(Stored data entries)

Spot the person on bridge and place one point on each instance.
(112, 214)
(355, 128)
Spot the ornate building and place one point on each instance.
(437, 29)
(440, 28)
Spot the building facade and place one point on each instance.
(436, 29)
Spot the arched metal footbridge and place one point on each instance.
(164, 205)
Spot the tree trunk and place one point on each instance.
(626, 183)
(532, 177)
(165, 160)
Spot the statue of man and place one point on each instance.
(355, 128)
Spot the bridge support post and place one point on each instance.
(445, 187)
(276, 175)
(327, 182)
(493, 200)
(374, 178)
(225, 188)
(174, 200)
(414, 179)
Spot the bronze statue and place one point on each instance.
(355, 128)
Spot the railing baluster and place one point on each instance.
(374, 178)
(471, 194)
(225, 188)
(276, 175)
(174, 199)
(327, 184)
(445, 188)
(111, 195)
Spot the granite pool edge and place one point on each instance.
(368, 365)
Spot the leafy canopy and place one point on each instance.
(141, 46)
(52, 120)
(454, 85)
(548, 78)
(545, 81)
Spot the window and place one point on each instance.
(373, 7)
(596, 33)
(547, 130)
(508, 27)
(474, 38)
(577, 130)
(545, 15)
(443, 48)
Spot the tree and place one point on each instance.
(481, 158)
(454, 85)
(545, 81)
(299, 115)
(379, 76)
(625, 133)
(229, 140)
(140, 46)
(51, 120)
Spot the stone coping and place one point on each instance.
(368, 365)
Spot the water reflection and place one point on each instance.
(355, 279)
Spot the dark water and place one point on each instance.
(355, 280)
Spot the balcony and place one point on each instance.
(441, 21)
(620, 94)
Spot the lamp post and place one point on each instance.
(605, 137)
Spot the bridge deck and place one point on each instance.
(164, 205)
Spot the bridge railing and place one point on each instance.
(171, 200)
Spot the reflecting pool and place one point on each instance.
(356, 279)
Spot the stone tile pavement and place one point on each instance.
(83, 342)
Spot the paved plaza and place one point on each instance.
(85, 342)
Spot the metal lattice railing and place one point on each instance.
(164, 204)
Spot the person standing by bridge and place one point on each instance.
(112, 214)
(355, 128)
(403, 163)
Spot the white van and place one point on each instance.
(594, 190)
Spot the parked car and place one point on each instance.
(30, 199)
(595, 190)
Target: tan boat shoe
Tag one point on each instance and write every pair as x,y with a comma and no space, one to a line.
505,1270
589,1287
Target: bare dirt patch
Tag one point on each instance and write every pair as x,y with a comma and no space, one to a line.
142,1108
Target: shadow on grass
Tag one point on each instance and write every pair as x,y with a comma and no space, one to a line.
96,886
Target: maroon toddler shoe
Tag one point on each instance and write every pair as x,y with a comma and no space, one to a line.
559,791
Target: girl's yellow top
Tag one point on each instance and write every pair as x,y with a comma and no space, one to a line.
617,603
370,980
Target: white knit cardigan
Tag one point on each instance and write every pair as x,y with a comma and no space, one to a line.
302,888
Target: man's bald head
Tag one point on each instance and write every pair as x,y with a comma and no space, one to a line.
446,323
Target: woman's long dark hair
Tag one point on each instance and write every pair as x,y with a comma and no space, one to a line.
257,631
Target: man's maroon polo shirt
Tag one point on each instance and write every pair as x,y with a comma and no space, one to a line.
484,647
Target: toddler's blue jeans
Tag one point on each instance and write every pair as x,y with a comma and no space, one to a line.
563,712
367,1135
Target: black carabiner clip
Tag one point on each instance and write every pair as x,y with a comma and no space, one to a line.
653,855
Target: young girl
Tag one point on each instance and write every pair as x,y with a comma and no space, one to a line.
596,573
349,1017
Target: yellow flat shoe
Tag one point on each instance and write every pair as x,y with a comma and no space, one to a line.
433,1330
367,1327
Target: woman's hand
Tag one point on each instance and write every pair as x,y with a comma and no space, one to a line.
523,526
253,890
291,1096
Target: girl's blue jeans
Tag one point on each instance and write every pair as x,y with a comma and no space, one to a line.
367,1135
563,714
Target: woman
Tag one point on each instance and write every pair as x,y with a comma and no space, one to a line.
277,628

▶ **What to do**:
Write the records out again so that each one matches the original exactly.

▶ **Answer section**:
Spot the person on bridge and place one point on each instance.
(112, 214)
(355, 128)
Spot the ornate building and place one point on each instance.
(437, 29)
(440, 28)
Spot the building facade and place one point on each instance.
(436, 29)
Spot the arched metal footbridge and place one point on each instance.
(164, 205)
Spot the tree trunk and place one point on each instance.
(626, 183)
(532, 177)
(165, 160)
Spot the statue of man and place one point on each instance.
(355, 128)
Spot the bridge support post and place one point on each instance.
(445, 187)
(276, 175)
(327, 182)
(493, 200)
(374, 178)
(225, 188)
(174, 200)
(414, 179)
Spot the bronze statue and place one point on each instance.
(355, 128)
Spot the railing baluster and place one point on each instance.
(374, 178)
(471, 194)
(225, 188)
(276, 175)
(174, 199)
(327, 184)
(445, 188)
(111, 195)
Spot the granite pool edge and place one point on each instance.
(368, 365)
Spot the leafy canopy and place one point on each instance.
(141, 46)
(52, 120)
(454, 85)
(548, 78)
(545, 81)
Spot the window and place one point on each instance.
(373, 7)
(596, 33)
(547, 130)
(508, 27)
(474, 38)
(577, 130)
(545, 15)
(443, 48)
Spot the tree and place one point on each instance.
(481, 158)
(454, 85)
(545, 81)
(299, 115)
(379, 76)
(625, 133)
(229, 140)
(140, 46)
(51, 120)
Spot the stone coping and place one point on each instance.
(368, 365)
Spot the water reflection and place one point on each instance.
(355, 279)
Spot the dark water and place one point on each instance.
(355, 280)
Spot the balcony and place one point on each instance.
(441, 21)
(620, 94)
Spot the lamp post and place one point on each instance.
(605, 137)
Spot the bridge deck and place one point on each instance.
(164, 205)
Spot the bridge railing and place one point on each instance.
(171, 200)
Spot the reflecting pool and place one point on each instance.
(356, 279)
Spot the stone tile pavement and place one point on each instance.
(83, 342)
Spot the paved plaza and place one point on each instance.
(85, 342)
Spot the metal lattice railing and place one point on each instance.
(164, 204)
Spot the person standing by bridge and place one point on each instance.
(112, 214)
(355, 128)
(403, 163)
Spot the white van and place one point on each instance.
(594, 190)
Spot the parked car and place one point on each instance.
(30, 199)
(595, 190)
Target: tan boat shoe
Tag one point on each instance and write every pair as x,y with a comma and no space, one to a line.
505,1270
589,1287
Target: bare dirt patch
Tag one point on each instance and write every pair as x,y with a comma and no space, one to a line.
142,1108
Target: shadow on grass
Tag one point on each instance and write every pair as x,y with a comma and no space, one to a line.
96,886
Target: maroon toddler shoe
Tag one point on each instance and write every pair as x,y with a comma and no space, one to a line.
559,791
Target: girl's yellow top
Tag one point on each instance and write every pair as x,y with a comma and no space, one to a line.
617,603
370,980
Target: white knit cardigan
Tag one point on each instance and write every pair as x,y with a comma and no space, one to a line.
302,888
Target: man's bald head
Tag one point on each instance and write every pair as x,y with a comma and no space, one to a line.
446,323
Target: woman's long dark hair
Tag one point on each instance and write every pair as x,y with a comma and no space, one to a line.
257,631
Target: man's maroon polo shirt
Tag one point on each instance and write every pair as x,y with a comma and no space, one to a line.
484,647
Target: toddler's blue jeans
Tag one point on each instance and write every pair as x,y with a comma and no space, one to a line.
563,712
367,1135
Target: black carabiner clip
Tag one point on each instance and write every pair as x,y with a comma and no space, one to a line.
653,855
Target: young girl
Tag one point on each instance and write every pair as x,y with a comma and no space, one to a line.
596,573
349,1017
Target: yellow flat shoe
Tag one point on each instance and write every pair as x,y with a comma and no space, one to a line.
433,1330
367,1327
Target: woman's hand
Tag one point on each instance and write every pair as x,y with a comma and no space, one to a line.
523,526
253,890
291,1096
Target: girl's blue jeans
Tag one point on each instance and write every pair as x,y with a comma and no space, one to a line.
367,1135
563,714
Target: woman
Tag one point on each instance and write every pair as x,y with a comma and no space, one to a line.
277,628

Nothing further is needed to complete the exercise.